== Document section ==
▶

The institution will open in 2018, and is expected to attract hundreds of thousands of tourists

  • L-R: President Reuven Rivlin, Shimon Peres and Prime Minister Benjamin Netanyahu, view the centre through virtual goggles
    L-R: President Reuven Rivlin, Shimon Peres and Prime Minister Benjamin Netanyahu, view the centre through virtual goggles

Former Israeli president Shimon Peres has launched a new innovation centre in Jaffa to showcase how Israel reached the cutting-edge of science and technology in the hope that it will build bridges across the region.

The centre, which is expected to attract hundreds of thousands of tourists when it opens in 2018, will tell the story of Israel as the “start-up nation,” profiling inventive techniques in the fields such as of irrigation, energy, imaging and mobile technology.

◀

== Task instructions ==
a - Could you quote the innovation centre passage, everything from "Former Israeli president" down to "across the region."?
b - Can you extend the innovation centre passage with new text that picks up after its final sentence?
The items below have no connection to the innovation centre passage.

Point localization data:
▶

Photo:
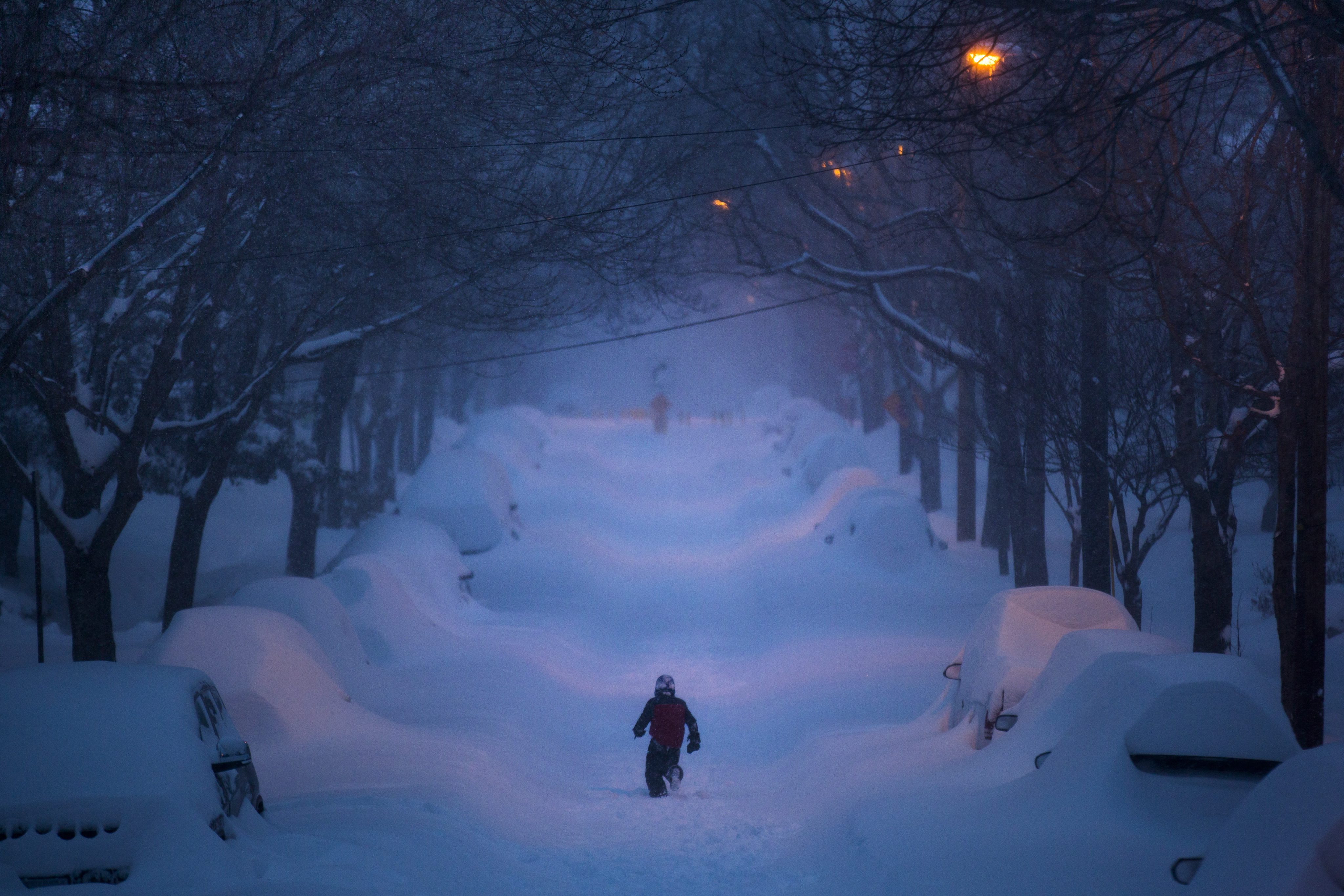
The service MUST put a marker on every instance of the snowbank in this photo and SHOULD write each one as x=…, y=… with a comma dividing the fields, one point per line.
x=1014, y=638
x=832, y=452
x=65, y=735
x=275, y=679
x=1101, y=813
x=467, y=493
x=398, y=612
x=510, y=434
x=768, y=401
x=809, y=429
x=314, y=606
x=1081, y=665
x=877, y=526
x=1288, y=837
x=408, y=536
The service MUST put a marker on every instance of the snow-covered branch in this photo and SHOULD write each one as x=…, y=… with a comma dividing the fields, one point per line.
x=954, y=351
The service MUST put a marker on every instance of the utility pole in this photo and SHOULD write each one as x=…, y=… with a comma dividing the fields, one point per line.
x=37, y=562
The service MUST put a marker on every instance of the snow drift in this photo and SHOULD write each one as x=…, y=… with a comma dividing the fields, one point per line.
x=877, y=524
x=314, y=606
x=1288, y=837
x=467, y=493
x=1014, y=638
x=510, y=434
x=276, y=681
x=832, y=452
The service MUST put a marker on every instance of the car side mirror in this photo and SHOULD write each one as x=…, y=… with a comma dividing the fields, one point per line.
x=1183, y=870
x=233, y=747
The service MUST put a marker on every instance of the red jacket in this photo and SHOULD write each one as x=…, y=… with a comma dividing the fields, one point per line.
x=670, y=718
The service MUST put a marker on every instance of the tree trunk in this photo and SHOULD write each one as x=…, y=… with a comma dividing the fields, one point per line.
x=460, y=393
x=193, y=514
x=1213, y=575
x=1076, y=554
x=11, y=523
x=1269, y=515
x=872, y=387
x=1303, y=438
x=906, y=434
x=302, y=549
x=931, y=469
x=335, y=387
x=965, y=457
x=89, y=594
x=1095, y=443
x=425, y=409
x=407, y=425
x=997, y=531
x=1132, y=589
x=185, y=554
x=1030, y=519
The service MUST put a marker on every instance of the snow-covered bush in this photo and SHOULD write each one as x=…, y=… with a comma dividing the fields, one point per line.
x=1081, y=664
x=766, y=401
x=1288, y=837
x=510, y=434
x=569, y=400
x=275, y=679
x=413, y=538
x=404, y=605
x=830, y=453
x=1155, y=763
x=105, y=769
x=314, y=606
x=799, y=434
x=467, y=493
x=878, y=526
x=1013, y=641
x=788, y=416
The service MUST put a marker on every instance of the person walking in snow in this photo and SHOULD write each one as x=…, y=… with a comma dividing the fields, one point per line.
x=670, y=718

◀

== Expected outputs ==
a -
Former Israeli president Shimon Peres has launched a new innovation centre in Jaffa to showcase how Israel reached the cutting-edge of science and technology in the hope that it will build bridges across the region.

b -
The launch was attended by Israeli president Reuven Rivlin and Prime Minister Benjamin Netanyahu. It featured video simulations of the planned four-storey building, showing how visitors will experience a large, kinetic art exhibit of interactive screens at the entrance, followed by a series of Mini TEDtalks (Technology, Entertainment and Design), with Israeli entrepreneurs detailing their own journeys.

For Nobel laureate Peres however, it represents an opportunity to engage the youth of the Middle East and North Africa, using innovation to build peace

“I implore our neighbours: let us co-operate and create a start-up region,” he said. “Let us adopt the path of peace and innovation, which is always preferable to war and pain… Israel is a dream that came true. Permit me to continue to dream.”

Rivlin said the centre would “create a link between the past and the future” while Netanyahu acknowledged that “innovation and peace complement one another”.

Located at the Peres Peace House in Jaffa, the leaders hope the centre will become an educational hub, outlining Israeli developments in science, technology, medicine and healthcare, agriculture and industry, and “spark the imagination”.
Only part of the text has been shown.